**Action item:**
Reply with the data below, repeated exactly in full.

Referring expression data:
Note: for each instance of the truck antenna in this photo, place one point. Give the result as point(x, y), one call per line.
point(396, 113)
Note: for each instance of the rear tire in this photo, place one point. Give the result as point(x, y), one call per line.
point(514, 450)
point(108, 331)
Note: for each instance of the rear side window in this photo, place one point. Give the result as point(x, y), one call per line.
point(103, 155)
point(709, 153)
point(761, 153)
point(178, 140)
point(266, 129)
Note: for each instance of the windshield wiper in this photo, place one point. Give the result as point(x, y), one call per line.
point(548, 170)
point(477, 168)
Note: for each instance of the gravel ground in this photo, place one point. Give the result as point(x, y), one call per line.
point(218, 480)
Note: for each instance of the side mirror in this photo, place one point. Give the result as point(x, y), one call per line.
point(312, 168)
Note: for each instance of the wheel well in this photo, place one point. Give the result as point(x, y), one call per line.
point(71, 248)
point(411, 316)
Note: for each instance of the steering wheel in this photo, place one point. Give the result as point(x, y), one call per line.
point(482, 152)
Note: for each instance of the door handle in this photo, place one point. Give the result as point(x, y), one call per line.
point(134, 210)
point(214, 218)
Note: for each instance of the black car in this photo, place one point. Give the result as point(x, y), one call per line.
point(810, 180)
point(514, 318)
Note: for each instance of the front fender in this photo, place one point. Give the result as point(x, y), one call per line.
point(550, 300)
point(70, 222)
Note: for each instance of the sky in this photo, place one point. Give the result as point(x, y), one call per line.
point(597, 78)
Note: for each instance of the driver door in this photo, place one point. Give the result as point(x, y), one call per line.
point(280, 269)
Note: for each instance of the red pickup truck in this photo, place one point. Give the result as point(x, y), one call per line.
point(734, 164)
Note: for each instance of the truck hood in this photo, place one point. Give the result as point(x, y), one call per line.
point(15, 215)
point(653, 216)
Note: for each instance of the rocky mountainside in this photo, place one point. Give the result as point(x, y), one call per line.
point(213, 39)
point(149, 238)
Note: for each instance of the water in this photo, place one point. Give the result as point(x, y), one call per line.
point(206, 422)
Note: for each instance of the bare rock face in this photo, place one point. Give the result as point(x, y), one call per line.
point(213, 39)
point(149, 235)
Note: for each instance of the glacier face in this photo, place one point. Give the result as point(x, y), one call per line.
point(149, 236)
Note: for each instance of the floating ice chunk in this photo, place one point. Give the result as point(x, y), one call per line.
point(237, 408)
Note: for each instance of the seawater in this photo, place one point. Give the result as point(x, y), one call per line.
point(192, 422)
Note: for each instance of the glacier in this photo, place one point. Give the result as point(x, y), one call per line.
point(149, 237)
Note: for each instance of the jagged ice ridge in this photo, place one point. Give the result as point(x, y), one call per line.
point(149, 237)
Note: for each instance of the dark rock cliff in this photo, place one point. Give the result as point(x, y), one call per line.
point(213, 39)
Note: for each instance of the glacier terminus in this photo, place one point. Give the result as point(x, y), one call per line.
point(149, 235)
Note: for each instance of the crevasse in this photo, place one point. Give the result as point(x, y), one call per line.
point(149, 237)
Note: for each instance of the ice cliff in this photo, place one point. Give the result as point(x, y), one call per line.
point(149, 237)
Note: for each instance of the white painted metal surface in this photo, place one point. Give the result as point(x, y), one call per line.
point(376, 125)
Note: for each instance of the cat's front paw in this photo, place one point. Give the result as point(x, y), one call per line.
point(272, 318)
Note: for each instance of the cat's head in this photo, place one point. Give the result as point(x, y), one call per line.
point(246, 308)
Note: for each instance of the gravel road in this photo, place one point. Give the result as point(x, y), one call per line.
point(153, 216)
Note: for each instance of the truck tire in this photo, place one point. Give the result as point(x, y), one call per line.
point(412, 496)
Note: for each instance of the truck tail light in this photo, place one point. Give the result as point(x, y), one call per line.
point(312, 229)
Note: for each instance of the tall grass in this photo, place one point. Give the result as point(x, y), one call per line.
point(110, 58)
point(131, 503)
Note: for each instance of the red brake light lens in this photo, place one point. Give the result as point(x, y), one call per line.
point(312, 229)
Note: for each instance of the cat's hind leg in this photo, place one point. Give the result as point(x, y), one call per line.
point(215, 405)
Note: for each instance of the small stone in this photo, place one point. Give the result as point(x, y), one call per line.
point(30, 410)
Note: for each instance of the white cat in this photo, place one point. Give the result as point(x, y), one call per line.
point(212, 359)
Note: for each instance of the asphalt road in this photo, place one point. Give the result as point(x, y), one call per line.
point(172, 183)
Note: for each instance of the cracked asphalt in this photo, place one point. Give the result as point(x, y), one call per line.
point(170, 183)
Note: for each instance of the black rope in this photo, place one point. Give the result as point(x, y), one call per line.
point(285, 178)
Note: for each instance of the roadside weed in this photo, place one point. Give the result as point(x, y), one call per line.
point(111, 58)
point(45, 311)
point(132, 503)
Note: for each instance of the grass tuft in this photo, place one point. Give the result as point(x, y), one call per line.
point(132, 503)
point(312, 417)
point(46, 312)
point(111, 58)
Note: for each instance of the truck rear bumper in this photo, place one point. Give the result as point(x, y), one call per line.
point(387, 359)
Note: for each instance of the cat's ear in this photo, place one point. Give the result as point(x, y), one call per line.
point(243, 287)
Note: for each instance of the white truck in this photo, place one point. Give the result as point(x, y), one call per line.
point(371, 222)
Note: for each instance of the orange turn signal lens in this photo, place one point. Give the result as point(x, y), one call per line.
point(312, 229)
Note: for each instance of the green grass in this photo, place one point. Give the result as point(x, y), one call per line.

**Problem solution:**
Note: for each instance of the truck antenna in this photo, place one point. Give the result as point(x, y), one call per line.
point(396, 113)
Note: for each instance of the rear tire in this photo, place one point. Give the result as point(x, y), one call per line.
point(514, 450)
point(108, 331)
Note: for each instance of the rear side window in this photo, place one point. Give the result as point(x, y), one call per line.
point(103, 155)
point(709, 153)
point(761, 153)
point(178, 140)
point(266, 129)
Note: for each instance of the windshield wiper in this photo, place one point. Give the result as point(x, y), one call per line.
point(548, 170)
point(477, 168)
Note: for each instance of the gravel ground in this photo, place one point. Give the result as point(x, y), one call per line.
point(218, 480)
Note: for each instance of the side mirror in this photo, place one point. Give the result as point(x, y), one call per line.
point(312, 168)
Note: for each instance of the wheel well in this photo, place one point. Give the result as point(x, y), one call per line.
point(71, 248)
point(411, 316)
Note: for each instance of the steering wheel in this photo, place one point. Give the result as point(x, y), one call per line.
point(482, 152)
Note: for each instance of the door handle in this photo, place one point. Give the result as point(x, y), one call per line.
point(134, 210)
point(214, 218)
Note: for each instance of the black car in this photo, place one point. Give the result as point(x, y), one call per line.
point(810, 180)
point(514, 318)
Note: for each instance of the front fender in this photo, place one point. Give the result as point(x, y), one call per line.
point(550, 300)
point(70, 222)
Note: for each instance of the sky in this photo, place one point. Give the result as point(x, y), one call per line.
point(597, 78)
Note: for each instance of the driver door in this photo, place one point. Give the result as point(x, y), one call per line.
point(280, 269)
Note: for each instance of the red pickup truck in this photo, place one point. Give the result as point(x, y), one call per line.
point(734, 164)
Note: for each instance of the truck hood in this photo, place one point. Give the result as point(x, y), one call per line.
point(15, 215)
point(653, 216)
Note: for each instance of the rocky mountainside in this photo, place one point. Give the result as point(x, y), one call per line.
point(213, 39)
point(149, 238)
Note: for each instance of the water in this photo, place one point. Give the result as point(x, y), one call per line.
point(206, 422)
Note: for each instance of the bare rock face in this photo, place one point. Give the result as point(x, y), one call per line.
point(213, 39)
point(149, 235)
Note: for each instance of the glacier face in this photo, place one point. Give the result as point(x, y), one call per line.
point(149, 236)
Note: for each instance of the floating ice chunk in this photo, place one point. Give the result as point(x, y), one call per line.
point(237, 408)
Note: for each instance of the seawater in this photo, place one point. Give the result as point(x, y), one call per line.
point(192, 422)
Note: for each instance of the glacier in this photo, place one point. Give the result as point(x, y), one call per line.
point(149, 237)
Note: for each instance of the jagged ice ridge in this photo, place one point. Give the result as point(x, y), one call per line.
point(149, 237)
Note: for each instance of the dark rock cliff in this photo, place one point. Give the result as point(x, y), one call per line.
point(213, 39)
Note: for each instance of the glacier terminus in this photo, place one point. Give the result as point(x, y), one call per line.
point(149, 235)
Note: for each instance of the crevasse in this photo, place one point. Give the result as point(x, y), one call per line.
point(149, 237)
Note: for each instance of the ice cliff in this photo, place one point. Give the result as point(x, y), one call per line.
point(149, 237)
Note: for each instance of the white painted metal surface in this photo, place one point. Give the result as point(x, y), one call per line.
point(376, 125)
Note: for each instance of the cat's front paw in this photo, place one point. Give the result as point(x, y), one call per line.
point(272, 318)
Note: for each instance of the cat's head in this photo, place one point. Give the result as point(x, y), one call per line.
point(246, 308)
Note: for each instance of the gravel road in this photo, place one point. Give the result as point(x, y), one call per line.
point(153, 216)
Note: for each instance of the truck tire in this photo, place one point. Give the result as point(x, y), one call per line.
point(412, 496)
Note: for each instance of the truck tail light in this photo, place one point. Give the result as point(x, y), one call per line.
point(312, 229)
Note: for each instance of the tall grass in this photo, place one point. Give the result as point(x, y), one call per line.
point(110, 58)
point(131, 503)
Note: for each instance of the red brake light lens in this photo, place one point. Give the result as point(x, y), one call per line.
point(312, 229)
Note: for each instance of the cat's hind leg in this photo, place one point. Give the result as point(x, y), one call per line.
point(215, 405)
Note: for each instance of the small stone in this photo, place one point. Give the result as point(x, y), one call per line.
point(30, 410)
Note: for each instance of the white cat in this photo, place one point. Give the result as point(x, y), one call per line.
point(212, 359)
Note: for each instance of the asphalt road in this photo, place one point. Give the result as point(x, y), one call per line.
point(172, 183)
Note: for each instance of the cracked asphalt in this photo, place one point. Give the result as point(x, y), one call per line.
point(170, 183)
Note: for each instance of the black rope in this photo, place one point. Give the result as point(x, y), one call per line.
point(285, 178)
Note: for each instance of the roadside weed in this photo, place one point. Give the result as point(x, y), one call per line.
point(111, 58)
point(45, 311)
point(132, 503)
Note: for each instance of the grass tuft in this photo, place one point. Give the result as point(x, y), one call per line.
point(132, 503)
point(312, 417)
point(46, 312)
point(111, 58)
Note: for each instance of the truck rear bumper in this photo, place one point. Give the result as point(x, y), one call per line.
point(387, 359)
Note: for each instance of the cat's ear in this photo, place one point. Give the result as point(x, y), one call per line.
point(243, 287)
Note: for each instance of the white truck in this photo, place one point. Give the result as point(x, y), one call per line.
point(371, 222)
Note: for each instance of the orange turn signal lens in this photo, place one point. Give the result as point(x, y), one call per line.
point(312, 229)
Note: for each instance of the green grass in this photo, place one point. Give the result as point(x, y), one call per line.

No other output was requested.